### [JOB]
Render as a JSON list of strings the records starting at the line that contains "For every instance of the conifer" and ending at the line that contains "(1175, 246)", with one string per line and blank lines omitted.

### [Pointing dataset excerpts]
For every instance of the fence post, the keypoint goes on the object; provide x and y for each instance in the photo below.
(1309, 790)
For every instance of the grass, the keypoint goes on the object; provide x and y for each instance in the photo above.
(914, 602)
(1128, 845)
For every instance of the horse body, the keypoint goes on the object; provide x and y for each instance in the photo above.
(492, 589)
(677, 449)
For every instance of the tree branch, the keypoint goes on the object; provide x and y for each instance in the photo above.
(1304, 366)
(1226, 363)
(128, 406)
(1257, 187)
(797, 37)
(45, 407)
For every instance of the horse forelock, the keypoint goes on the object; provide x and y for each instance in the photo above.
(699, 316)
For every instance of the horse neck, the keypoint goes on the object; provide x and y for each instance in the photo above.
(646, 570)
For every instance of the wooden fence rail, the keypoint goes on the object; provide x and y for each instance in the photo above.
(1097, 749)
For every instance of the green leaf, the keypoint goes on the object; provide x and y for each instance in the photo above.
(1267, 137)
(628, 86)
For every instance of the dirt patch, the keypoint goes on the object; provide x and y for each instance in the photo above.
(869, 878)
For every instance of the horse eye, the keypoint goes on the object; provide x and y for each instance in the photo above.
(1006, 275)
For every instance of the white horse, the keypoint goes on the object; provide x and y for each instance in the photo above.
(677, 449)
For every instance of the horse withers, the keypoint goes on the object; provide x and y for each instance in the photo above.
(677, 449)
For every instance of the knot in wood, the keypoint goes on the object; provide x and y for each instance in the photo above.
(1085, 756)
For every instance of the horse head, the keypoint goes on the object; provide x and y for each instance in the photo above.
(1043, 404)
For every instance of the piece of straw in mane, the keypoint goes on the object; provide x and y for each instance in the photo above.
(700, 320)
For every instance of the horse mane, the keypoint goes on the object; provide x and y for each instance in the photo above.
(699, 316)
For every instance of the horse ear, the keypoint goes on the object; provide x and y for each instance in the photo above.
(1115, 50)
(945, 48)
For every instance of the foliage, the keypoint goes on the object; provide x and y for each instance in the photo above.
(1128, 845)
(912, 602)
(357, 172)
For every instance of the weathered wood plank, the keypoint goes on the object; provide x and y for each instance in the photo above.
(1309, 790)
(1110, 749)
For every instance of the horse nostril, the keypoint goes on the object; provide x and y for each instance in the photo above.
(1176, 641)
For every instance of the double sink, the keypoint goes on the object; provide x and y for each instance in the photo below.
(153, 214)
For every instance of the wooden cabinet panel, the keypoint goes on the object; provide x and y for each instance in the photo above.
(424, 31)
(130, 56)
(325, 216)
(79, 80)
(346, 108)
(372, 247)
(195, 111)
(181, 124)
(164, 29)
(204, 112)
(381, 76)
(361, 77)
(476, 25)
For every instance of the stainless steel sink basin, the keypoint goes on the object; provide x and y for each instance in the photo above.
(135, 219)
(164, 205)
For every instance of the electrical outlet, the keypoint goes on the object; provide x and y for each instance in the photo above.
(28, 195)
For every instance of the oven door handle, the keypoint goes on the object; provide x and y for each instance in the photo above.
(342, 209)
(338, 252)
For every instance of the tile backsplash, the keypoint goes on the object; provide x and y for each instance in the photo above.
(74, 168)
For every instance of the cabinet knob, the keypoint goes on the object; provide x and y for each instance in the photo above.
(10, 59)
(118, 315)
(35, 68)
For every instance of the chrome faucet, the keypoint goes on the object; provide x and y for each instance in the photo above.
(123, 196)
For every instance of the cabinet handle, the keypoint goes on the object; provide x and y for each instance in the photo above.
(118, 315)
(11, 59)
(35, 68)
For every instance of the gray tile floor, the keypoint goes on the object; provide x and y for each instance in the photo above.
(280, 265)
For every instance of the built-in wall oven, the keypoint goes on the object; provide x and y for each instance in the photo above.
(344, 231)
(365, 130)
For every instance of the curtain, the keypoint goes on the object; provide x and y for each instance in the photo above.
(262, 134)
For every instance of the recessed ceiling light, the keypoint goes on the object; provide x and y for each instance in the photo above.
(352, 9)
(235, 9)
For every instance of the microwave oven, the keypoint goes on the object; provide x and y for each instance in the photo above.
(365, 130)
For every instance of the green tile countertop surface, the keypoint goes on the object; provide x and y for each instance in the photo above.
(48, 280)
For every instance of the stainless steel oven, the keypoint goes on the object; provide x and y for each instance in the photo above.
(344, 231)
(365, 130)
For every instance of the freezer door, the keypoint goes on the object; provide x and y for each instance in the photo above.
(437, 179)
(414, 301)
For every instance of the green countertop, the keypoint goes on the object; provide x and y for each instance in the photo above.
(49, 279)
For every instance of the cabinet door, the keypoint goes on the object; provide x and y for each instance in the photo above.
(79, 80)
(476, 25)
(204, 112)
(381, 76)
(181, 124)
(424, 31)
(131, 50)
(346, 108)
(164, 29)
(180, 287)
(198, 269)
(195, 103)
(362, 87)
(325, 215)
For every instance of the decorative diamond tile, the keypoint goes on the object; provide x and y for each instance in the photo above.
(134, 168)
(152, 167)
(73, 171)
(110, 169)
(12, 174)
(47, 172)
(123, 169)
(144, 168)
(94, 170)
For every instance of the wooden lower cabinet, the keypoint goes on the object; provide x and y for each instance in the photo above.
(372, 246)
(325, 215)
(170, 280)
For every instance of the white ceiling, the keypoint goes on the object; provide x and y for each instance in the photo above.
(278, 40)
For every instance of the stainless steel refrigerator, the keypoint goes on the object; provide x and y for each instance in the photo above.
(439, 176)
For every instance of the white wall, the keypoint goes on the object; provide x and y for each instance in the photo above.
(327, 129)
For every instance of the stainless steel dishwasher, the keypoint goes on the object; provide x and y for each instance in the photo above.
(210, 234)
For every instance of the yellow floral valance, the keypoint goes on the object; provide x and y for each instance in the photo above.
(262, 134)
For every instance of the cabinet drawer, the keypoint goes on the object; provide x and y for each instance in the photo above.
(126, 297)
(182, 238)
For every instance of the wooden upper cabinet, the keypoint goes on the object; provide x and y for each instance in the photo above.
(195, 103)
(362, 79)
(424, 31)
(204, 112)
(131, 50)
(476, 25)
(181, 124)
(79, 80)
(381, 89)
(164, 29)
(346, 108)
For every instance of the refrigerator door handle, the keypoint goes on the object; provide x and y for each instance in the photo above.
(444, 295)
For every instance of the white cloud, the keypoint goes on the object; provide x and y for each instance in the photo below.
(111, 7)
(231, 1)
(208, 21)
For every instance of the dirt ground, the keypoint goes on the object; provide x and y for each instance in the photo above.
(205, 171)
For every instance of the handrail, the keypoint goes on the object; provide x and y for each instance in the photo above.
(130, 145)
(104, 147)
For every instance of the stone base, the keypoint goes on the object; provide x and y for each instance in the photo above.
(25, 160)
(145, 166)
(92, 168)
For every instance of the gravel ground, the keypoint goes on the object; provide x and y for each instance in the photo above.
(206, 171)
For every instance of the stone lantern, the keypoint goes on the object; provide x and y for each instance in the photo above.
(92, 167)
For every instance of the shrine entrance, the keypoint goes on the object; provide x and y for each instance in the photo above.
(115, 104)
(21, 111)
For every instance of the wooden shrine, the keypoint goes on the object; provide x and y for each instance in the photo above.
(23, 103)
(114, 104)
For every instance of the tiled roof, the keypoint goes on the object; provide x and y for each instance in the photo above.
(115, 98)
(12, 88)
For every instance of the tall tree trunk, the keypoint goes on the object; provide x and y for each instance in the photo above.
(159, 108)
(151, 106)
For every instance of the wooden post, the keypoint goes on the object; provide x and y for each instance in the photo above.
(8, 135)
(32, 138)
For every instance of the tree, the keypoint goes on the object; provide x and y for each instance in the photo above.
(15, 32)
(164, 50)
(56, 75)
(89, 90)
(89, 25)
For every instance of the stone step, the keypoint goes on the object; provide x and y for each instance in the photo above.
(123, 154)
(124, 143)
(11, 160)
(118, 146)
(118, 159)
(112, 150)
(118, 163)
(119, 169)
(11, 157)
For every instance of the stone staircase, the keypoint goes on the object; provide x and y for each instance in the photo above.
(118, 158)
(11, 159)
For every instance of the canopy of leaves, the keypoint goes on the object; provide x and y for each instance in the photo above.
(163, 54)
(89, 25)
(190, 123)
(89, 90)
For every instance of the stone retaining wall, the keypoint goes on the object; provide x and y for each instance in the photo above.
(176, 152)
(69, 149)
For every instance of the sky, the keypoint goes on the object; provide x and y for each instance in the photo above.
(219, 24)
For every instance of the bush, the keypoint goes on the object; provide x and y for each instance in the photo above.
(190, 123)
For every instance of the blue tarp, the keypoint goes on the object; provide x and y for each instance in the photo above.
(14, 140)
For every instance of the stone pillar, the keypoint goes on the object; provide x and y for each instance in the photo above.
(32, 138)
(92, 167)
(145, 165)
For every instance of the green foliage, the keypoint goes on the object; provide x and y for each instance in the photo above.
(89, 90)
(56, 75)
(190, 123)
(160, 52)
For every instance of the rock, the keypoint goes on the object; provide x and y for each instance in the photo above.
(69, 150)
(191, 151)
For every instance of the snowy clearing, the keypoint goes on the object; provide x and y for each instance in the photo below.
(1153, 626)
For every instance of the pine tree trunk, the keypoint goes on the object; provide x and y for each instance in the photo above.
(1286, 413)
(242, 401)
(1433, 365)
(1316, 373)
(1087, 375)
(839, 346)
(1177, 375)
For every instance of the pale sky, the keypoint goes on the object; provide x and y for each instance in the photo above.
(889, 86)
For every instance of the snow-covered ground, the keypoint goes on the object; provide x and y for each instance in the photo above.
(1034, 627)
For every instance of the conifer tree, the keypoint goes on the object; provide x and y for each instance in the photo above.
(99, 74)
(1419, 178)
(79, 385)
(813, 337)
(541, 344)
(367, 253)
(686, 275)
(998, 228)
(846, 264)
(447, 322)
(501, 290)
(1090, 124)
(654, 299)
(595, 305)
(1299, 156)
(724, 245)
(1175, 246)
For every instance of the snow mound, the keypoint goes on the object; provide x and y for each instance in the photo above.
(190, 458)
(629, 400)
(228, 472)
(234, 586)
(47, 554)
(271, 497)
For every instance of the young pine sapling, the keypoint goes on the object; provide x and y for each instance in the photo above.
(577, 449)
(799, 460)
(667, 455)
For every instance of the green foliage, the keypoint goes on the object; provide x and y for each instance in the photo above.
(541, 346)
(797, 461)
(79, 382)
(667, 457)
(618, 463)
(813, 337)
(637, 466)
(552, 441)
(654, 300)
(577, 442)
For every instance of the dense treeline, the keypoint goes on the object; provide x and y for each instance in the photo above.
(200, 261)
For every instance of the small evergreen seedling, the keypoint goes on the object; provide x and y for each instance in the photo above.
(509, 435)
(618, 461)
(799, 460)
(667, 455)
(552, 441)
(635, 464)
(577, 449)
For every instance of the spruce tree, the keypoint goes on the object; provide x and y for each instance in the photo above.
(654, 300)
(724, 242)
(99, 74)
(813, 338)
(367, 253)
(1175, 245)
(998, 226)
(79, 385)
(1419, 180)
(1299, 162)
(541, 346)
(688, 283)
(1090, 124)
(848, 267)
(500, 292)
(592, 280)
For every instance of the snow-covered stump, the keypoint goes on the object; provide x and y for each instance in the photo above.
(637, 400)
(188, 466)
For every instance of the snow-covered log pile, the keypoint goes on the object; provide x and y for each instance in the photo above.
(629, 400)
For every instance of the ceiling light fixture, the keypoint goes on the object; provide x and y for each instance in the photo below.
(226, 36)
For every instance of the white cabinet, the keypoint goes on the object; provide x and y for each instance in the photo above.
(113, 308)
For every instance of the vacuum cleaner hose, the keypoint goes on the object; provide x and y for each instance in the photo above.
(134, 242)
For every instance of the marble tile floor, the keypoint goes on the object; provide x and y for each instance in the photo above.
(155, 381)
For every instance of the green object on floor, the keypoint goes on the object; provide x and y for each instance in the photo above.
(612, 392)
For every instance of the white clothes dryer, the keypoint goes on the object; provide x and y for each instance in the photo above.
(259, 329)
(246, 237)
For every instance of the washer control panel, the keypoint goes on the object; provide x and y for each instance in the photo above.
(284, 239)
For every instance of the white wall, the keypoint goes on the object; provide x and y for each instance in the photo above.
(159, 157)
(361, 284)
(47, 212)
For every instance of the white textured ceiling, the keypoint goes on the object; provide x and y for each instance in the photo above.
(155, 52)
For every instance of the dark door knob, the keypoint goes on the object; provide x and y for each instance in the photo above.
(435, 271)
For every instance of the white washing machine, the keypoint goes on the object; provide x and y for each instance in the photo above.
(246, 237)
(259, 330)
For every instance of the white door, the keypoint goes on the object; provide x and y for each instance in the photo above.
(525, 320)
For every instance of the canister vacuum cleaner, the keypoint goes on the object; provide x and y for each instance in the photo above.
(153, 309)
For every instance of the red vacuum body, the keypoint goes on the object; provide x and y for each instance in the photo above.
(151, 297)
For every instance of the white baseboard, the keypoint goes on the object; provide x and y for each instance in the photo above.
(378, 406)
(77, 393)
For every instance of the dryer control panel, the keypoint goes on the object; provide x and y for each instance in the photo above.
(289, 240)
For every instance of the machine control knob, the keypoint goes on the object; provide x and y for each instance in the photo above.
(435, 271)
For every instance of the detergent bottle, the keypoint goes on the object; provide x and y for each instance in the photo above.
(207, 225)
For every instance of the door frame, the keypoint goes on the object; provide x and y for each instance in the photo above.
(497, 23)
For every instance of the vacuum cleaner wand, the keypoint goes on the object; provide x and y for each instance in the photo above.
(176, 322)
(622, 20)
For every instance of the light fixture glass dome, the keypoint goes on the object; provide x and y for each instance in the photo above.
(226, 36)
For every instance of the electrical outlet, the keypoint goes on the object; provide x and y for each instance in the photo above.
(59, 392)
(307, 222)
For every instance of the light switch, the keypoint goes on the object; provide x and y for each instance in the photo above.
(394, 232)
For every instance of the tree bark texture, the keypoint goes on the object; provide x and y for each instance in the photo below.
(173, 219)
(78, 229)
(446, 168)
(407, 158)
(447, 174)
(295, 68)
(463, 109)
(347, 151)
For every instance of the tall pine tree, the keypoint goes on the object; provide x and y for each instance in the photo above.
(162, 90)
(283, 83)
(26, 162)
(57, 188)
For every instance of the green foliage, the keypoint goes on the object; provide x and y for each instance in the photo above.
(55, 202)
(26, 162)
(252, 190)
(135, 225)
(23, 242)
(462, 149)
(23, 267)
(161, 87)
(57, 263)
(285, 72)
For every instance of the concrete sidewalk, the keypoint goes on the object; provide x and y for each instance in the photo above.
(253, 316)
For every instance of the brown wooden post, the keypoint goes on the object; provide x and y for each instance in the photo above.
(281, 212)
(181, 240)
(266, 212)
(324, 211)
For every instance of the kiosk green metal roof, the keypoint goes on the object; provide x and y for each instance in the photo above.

### [EXERCISE RESPONSE]
[
  "For every instance of the conifer tree, the keypoint goes on the object; provide x and y for each instance in the photo above.",
  "(99, 74)",
  "(1419, 178)",
  "(79, 385)",
  "(813, 337)",
  "(541, 344)",
  "(367, 253)",
  "(686, 275)",
  "(998, 228)",
  "(846, 264)",
  "(447, 322)",
  "(501, 290)",
  "(1090, 124)",
  "(654, 299)",
  "(595, 305)",
  "(1299, 156)",
  "(724, 245)",
  "(1175, 246)"
]